Publié le 22/09/2025 par Grégory Cavinato / Catégorie: Critique

La Mère des larmes 

Calcutta, août 1948. Mère Teresa (Noomi Rapace) attend avec impatience la permission du Vatican de quitter son couvent et sa congrégation, les sœurs de Lorette, pour fonder son propre ordre, les Missionnaires de la Charité. Devant désigner celle qui lui succédera, elle choisit sa fidèle seconde, Sœur Agnieszka (Sylvia Hoeks). Mais lorsque celle-ci lui révèle qu’elle est enceinte et son souhait d’avorter, Teresa, choquée, vacille, partagée entre ses convictions profondes et l’amitié toute relative qu’elle porte à Agnieszka. C’est le début d’un duel psychologique entre la Mère au pied du mur et la Sœur dont la santé mentale s’effrite.  

Mother est au film Fest Gent du 14 au 18/10

Mother de Teona Strugar Mitevska

Avertissement de rigueur : ce n’est pas à un biopic traditionnel qu’il faut s’attendre ici. La Macédonienne Teona Strugar Mitevska (Dieu existe, son nom est Petrunya) se saisit d’un personnage historique tantôt porté aux nues, tantôt controversé (l’écrivain Christopher Hitchens qualifiait Mère Teresa de fanatique fondamentaliste et la critiquait, entre autres, pour son opposition à l’avortement, à la contraception, au divorce, pour l’indigence sanitaire de ses asiles, ses conceptions rétrogrades assimilant la souffrance à la rédemption, son opposition à l’éducation de ses religieuses et pour ses liens avec des dictateurs) et s’adonne à un fascinant exercice de style, une pure fiction narrant sept jours chaotiques de la vie de la religieuse. Qui aurait imaginé voir un jour à l’écran la vie de la « sainte de Calcutta » ponctuée de séquences oniriques lorgnant le film d’horreur, le tout ponctué de riffs agressifs de guitare électrique ? En ce sens, la présence de Noomi Rapace dans le rôle-titre n’est pas anodine, l’actrice suédoise à l’aura punk-rock indéniable étant une habituée des projets décalés et provoc’.

Consignes:
A. D'après la critique, quel ordre Mère Teresa souhaite-t-elle fonder ?
B. Reproduisez à l'identique le passage de la critique qui débute aux mots « La Mère des » et s'achève après les mots « santé mentale s’effrite. ».
C. Traduisez en anglais cette phrase de la critique : « Devant désigner celle qui lui succédera, elle choisit sa fidèle seconde, Sœur Agnieszka (Sylvia Hoeks). »
Les données n'interviennent nullement dans ce travail.

Données fournies:
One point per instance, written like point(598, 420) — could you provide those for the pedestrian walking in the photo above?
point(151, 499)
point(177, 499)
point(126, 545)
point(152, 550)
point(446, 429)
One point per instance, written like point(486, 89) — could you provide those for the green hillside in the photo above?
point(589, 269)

Réponses attendues:
A. Les Missionnaires de la Charité.

B.
La Mère des larmes 

Calcutta, août 1948. Mère Teresa (Noomi Rapace) attend avec impatience la permission du Vatican de quitter son couvent et sa congrégation, les sœurs de Lorette, pour fonder son propre ordre, les Missionnaires de la Charité. Devant désigner celle qui lui succédera, elle choisit sa fidèle seconde, Sœur Agnieszka (Sylvia Hoeks). Mais lorsque celle-ci lui révèle qu’elle est enceinte et son souhait d’avorter, Teresa, choquée, vacille, partagée entre ses convictions profondes et l’amitié toute relative qu’elle porte à Agnieszka. C’est le début d’un duel psychologique entre la Mère au pied du mur et la Sœur dont la santé mentale s’effrite.

C. Having to name her successor, she chooses her loyal second-in-command, Sister Agnieszka (Sylvia Hoeks).